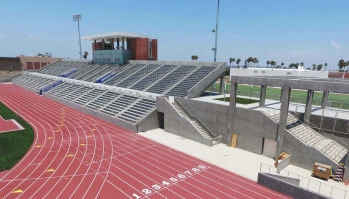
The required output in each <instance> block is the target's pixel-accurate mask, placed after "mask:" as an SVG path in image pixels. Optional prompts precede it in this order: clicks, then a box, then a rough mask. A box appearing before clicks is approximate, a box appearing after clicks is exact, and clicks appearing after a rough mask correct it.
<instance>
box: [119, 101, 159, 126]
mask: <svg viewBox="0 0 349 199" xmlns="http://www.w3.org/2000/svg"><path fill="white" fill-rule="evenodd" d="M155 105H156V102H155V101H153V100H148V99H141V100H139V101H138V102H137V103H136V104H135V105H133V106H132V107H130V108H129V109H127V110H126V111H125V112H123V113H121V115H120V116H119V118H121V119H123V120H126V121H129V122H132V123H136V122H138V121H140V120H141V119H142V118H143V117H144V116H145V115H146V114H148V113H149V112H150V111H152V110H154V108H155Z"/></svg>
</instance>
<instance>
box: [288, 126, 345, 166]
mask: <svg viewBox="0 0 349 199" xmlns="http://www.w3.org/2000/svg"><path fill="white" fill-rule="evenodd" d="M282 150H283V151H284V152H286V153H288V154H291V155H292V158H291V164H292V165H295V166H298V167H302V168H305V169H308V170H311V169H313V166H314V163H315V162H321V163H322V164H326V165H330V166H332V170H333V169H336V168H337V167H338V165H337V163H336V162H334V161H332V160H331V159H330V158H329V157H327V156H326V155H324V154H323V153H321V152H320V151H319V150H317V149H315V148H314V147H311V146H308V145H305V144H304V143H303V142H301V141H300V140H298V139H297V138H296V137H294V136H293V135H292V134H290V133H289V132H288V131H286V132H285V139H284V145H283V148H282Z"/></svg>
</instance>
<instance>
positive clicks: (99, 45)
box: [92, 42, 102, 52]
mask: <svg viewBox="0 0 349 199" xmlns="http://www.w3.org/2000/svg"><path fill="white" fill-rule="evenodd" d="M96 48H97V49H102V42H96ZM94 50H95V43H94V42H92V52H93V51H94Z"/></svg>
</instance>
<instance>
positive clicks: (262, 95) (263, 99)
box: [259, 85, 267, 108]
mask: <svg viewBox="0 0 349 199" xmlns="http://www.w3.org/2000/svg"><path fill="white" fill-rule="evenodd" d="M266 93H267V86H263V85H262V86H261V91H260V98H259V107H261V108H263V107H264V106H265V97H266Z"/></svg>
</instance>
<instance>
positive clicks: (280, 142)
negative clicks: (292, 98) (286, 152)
********************
— Instructions to follow —
Reproduce each entry word for word and cut the images.

— Exercise solution —
The required output in each <instance> block is the target's pixel-accurate mask, placed after "mask:" as an SVG path in image pixels. Optional prompts precede it in this order: clicks, then a box, then a rough mask. A box appearing before clicks is approximate, a box appearing after clicks is exact, and clicks appearing after a rough mask correct it.
<instance>
box: [119, 101, 159, 126]
mask: <svg viewBox="0 0 349 199" xmlns="http://www.w3.org/2000/svg"><path fill="white" fill-rule="evenodd" d="M155 105H156V102H155V101H153V100H148V99H141V100H139V101H138V102H137V103H136V104H135V105H133V106H132V107H130V108H129V109H127V110H126V111H125V112H123V113H121V115H120V116H119V118H121V119H123V120H126V121H129V122H132V123H136V122H138V121H140V120H141V119H142V118H143V117H144V116H145V115H146V114H148V113H149V112H150V111H152V110H154V108H155Z"/></svg>
</instance>
<instance>
box: [288, 126, 345, 166]
mask: <svg viewBox="0 0 349 199" xmlns="http://www.w3.org/2000/svg"><path fill="white" fill-rule="evenodd" d="M282 150H283V151H284V152H286V153H288V154H291V155H292V158H291V164H292V165H295V166H298V167H302V168H305V169H308V170H311V169H313V166H314V163H315V162H321V163H322V164H326V165H330V166H332V170H333V169H336V168H337V167H338V165H337V163H336V162H334V161H332V160H331V159H330V158H329V157H327V156H326V155H324V154H323V153H321V152H320V151H319V150H317V149H315V148H314V147H311V146H308V145H305V144H304V143H303V142H301V141H300V140H298V139H297V138H296V137H294V136H293V135H292V134H290V133H289V132H288V131H286V132H285V139H284V145H283V148H282Z"/></svg>
</instance>
<instance>
positive clicks: (99, 45)
box: [92, 42, 102, 52]
mask: <svg viewBox="0 0 349 199" xmlns="http://www.w3.org/2000/svg"><path fill="white" fill-rule="evenodd" d="M96 48H97V49H102V42H96ZM94 50H95V43H94V42H92V52H93V51H94Z"/></svg>
</instance>
<instance>
positive clicks: (262, 95) (263, 99)
box: [259, 85, 267, 108]
mask: <svg viewBox="0 0 349 199" xmlns="http://www.w3.org/2000/svg"><path fill="white" fill-rule="evenodd" d="M266 93H267V86H263V85H262V86H261V91H260V98H259V107H261V108H263V107H264V106H265V97H266Z"/></svg>
</instance>
<instance>
positive clicks: (280, 142)
negative clicks: (292, 98) (286, 152)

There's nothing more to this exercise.